• _Challenge 1_: In the forum post about using ICU in a native Node.js module, which two "from" methods does the writer say UnicodeString has?
• _Challenge 2_: Pick up the forum post about using ICU for UTF-16 processing in a native Node.js module right after its final sentence and keep writing it.

• _Selected extract_:

────────────────────

4

I'm looking into using ICU for Unicode string processing in a native Node.js module because it seems to me that v8::String (according to these docs) doesn't have a C++ API for this purpose.

To my knowledge V8 expects UTF-16 in ExternalStringResource and other APIs, so I'd like to use ICU for UTF-16 processing. I specifically need to:

  • Iterate over the characters (not just the 16-bit code units) of an UTF-16 string
  • Tell the number of characters (not just the 16-bit code units) that an UTF-16 string contains

So I looked at the ICU documentation and found the UnicodeString and CharacterIterator classes. However, UnicodeString doesn't have a fromUTF16 method, only fromUTF8 and fromUTF32.

The other thing I'm unsure about is, does the UnicodeString constructor copy the data I give it or not? I'd very much prefer to use a zero-copy approach where I'd just work with an immutable object so it shouldn't perform any copy operations, just use the buffer I point it at.

I'm also unsure if I can just use UCharIterator (assuming I can somehow convert UChar* from my UTF-16 strings).

────────────────────

• _Information shown_:
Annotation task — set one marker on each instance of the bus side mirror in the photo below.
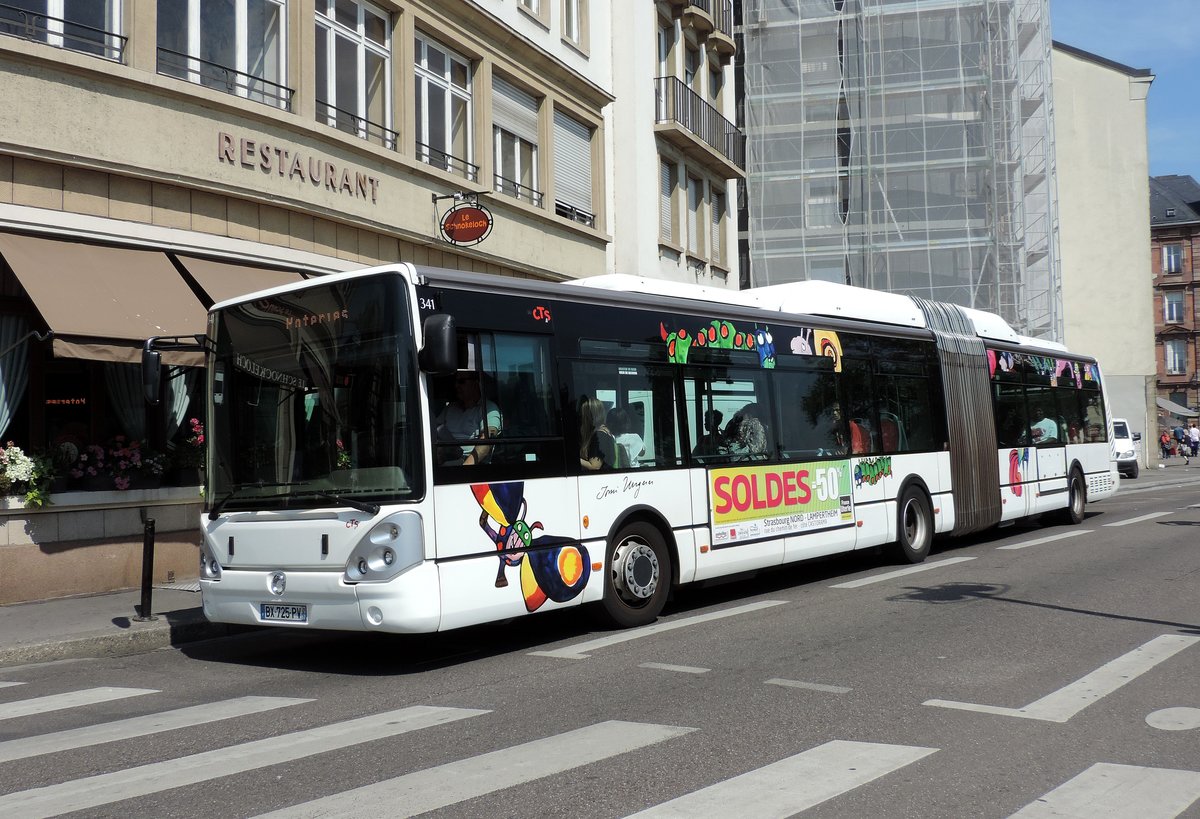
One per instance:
(439, 354)
(151, 372)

────────────────────

• _Expected output 1_: fromUTF8 and fromUTF32

• _Expected output 2_:
So my question is: How do I use ICU for the above purposes?

halfer
  • 19,824
  • 17
  • 99
  • 186
Venemo
  • 18,515
  • 13
  • 84
  • 125

1 Answers1

6

UnicodeString uses UTF-16 for storage by default. That's why it only has fromUTF8 and fromUTF32: from UTF-16 there is no conversion to be made.

It does copy the data. It is an owning string, much like std::string.

You can use UCharIterator if you don't want to copy the data. UChar is a 16-bit value. You can force it to be whatever 16-bit type you prefer working with by defining the UCHAR_TYPE macro:

Define UChar to be UCHAR_TYPE, if that is #defined (for example, to char16_t), or wchar_t if that is 16 bits wide; always assumed to be unsigned.

If neither is available, then define UChar to be uint16_t.

This makes the definition of UChar platform-dependent but allows direct string type compatibility with platforms with 16-bit wchar_t types.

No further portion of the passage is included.